Record extracts:
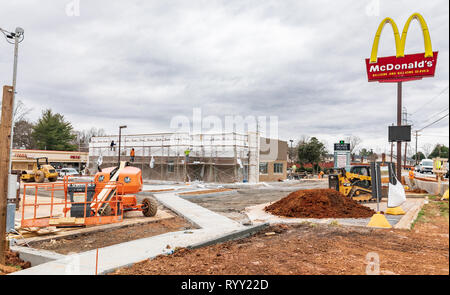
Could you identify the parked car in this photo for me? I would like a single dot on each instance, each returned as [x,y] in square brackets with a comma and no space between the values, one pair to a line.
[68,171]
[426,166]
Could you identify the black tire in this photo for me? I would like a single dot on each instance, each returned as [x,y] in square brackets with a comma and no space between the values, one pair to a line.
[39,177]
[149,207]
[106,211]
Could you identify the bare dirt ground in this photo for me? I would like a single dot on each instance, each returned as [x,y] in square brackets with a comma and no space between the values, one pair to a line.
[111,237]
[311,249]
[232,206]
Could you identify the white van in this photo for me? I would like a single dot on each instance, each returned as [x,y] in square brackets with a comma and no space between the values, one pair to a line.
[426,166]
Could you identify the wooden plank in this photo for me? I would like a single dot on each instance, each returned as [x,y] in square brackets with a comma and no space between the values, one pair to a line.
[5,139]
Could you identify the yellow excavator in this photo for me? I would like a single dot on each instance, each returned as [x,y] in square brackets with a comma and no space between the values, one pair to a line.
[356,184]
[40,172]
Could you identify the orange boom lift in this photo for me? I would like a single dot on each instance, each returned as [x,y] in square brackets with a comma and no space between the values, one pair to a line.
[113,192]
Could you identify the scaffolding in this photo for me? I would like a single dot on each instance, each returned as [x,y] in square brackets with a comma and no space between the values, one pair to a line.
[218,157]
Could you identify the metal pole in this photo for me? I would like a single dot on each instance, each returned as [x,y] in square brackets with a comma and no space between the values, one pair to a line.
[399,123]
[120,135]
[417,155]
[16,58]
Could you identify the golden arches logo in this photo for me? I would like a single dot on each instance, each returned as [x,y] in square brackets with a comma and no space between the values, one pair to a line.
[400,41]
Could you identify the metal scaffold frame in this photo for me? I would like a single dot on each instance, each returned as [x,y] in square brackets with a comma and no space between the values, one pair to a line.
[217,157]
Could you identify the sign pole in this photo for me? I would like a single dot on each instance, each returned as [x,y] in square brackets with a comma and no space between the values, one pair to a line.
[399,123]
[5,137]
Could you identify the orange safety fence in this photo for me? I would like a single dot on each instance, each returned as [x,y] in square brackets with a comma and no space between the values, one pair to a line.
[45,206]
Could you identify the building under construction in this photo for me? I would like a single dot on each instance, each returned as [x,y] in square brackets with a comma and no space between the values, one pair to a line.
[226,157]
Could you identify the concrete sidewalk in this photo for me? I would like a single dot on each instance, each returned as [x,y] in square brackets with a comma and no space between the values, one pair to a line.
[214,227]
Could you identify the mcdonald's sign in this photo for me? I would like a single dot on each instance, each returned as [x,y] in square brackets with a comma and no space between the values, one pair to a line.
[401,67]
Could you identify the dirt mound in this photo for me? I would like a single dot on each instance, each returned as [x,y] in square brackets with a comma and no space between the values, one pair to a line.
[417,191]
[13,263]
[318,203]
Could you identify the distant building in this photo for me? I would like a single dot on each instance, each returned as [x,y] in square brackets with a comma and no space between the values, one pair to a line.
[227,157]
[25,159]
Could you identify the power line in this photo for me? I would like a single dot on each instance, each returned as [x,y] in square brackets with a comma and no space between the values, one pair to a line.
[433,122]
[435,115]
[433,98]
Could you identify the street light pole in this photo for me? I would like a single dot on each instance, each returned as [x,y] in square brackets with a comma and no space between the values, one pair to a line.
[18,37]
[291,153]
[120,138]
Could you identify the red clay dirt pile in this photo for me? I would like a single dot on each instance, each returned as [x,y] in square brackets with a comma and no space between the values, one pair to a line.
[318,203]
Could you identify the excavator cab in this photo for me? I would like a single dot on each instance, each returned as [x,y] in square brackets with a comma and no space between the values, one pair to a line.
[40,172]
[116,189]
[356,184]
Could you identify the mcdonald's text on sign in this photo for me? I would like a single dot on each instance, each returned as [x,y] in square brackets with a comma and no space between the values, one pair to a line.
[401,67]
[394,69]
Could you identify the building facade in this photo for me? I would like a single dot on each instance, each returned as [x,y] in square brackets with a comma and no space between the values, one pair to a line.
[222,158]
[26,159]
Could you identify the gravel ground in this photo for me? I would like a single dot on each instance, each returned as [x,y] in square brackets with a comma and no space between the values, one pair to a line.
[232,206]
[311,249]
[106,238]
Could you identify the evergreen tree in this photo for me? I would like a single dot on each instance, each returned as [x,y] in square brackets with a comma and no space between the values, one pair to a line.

Problem details:
"Could you identify the street" marks the first line to print; reproduce that line and every line after it through the end of the listing above.

Response to the task:
Could you identify the street light pole in this photo for me? I would like a single dot on each instance, each returned as [x,y] in square brackets with a comma and no space between the values, one pair to a line.
[18,37]
[291,153]
[120,138]
Could you identify the red clay dirt pile in this photo for me? I would like a single dot on each instance, each returned as [x,y] in square brackets with a comma and no space between the values, one pair to a line.
[318,203]
Could you identify the excavator cab in this photo for me? I would like a single dot on each instance, each returned as [x,y] in square brackets with a comma and no space between the values, one pair to a line.
[40,172]
[116,189]
[356,184]
Could you identify the mcdonald's text on sign in this photo for me? I would like a single dot on each instance, each returned as [x,y] in square brackets with a comma and no space between the values, one pair to a line.
[401,67]
[394,69]
Could you identify the building facade in this photo for me? I would like a single dot on each instance, each returned as [x,y] in square brackets with a comma and no space between the values, one pair to a line.
[222,158]
[26,159]
Could you identify the gravel ground in this photo for me? I would like a single dot on each instance, each returned as [x,y] in square brackets with a comma and no space between the values, one pair to a line.
[232,206]
[311,249]
[106,238]
Could you identify the evergreen tree in this photo for me? I would like a single dot on each instance, each returned as [x,y] in square brackets with a comma and no space between the values, one pair to a line.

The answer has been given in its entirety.